| PROMPT |
Return every line of the records below that contains the word "ceiling", matching case exactly.

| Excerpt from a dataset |
** Begin **
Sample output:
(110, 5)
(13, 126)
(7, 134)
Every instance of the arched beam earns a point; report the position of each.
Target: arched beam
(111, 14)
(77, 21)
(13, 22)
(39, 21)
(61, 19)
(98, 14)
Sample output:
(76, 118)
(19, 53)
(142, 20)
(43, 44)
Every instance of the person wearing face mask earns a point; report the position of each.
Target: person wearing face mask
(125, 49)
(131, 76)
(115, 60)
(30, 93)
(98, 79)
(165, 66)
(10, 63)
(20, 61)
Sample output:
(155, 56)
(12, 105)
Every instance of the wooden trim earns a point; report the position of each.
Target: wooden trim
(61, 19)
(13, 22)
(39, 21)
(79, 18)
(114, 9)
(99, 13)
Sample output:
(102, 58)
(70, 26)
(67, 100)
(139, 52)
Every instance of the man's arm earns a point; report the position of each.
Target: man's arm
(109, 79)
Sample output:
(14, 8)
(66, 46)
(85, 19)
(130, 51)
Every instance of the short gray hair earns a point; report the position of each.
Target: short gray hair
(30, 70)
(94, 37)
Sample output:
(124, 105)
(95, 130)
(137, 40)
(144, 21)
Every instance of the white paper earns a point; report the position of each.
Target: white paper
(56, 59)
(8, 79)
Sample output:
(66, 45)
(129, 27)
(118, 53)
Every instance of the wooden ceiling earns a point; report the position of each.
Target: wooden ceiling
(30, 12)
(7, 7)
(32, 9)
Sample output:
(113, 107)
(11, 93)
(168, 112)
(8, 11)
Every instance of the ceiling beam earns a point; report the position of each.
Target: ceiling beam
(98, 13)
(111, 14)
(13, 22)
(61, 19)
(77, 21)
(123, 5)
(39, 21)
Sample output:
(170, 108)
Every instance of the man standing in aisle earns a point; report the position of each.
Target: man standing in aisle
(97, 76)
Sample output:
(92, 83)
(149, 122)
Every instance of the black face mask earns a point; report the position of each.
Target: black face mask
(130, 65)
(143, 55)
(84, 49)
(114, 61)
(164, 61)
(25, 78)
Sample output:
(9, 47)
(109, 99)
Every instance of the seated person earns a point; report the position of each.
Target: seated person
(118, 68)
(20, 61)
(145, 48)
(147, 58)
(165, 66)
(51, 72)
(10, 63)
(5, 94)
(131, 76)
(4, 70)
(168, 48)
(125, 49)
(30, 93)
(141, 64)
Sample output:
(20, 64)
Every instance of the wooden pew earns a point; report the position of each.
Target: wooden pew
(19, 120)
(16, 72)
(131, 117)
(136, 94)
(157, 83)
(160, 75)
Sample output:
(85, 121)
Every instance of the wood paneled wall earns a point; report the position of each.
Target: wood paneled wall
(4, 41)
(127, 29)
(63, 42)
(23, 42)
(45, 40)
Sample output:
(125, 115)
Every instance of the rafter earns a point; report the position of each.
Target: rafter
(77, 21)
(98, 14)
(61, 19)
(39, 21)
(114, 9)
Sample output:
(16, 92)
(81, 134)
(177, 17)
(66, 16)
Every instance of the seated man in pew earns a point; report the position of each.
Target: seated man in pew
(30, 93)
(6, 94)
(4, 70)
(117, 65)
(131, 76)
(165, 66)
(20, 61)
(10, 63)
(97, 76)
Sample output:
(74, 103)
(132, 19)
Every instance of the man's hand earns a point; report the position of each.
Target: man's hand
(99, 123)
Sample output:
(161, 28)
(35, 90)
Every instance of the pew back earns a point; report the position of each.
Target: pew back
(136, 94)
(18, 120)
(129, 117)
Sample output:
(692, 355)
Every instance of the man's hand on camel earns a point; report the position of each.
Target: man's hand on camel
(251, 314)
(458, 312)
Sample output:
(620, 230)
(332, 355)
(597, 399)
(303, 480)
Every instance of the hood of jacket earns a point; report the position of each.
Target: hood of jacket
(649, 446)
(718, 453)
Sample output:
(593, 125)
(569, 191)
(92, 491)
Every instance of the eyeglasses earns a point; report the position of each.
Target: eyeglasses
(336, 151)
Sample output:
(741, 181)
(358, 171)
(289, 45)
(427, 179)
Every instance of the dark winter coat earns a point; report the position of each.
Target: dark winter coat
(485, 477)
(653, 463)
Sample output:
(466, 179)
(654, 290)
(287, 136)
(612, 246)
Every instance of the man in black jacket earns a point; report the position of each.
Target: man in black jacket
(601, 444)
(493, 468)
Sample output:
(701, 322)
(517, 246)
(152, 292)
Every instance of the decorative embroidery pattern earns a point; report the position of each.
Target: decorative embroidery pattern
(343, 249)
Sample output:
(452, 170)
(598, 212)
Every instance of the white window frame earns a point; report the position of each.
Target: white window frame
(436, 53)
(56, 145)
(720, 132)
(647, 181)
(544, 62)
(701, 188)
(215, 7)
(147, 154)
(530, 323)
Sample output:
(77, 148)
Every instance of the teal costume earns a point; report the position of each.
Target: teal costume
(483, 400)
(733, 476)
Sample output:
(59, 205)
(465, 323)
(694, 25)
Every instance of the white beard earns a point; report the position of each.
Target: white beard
** End **
| RESULT OF THIS EXERCISE |
Every instance of the wooden ceiling earns a point; report the position of each.
Target: wooden ceiling
Every instance of the ceiling beam earns a point; report the position of each.
Target: ceiling beam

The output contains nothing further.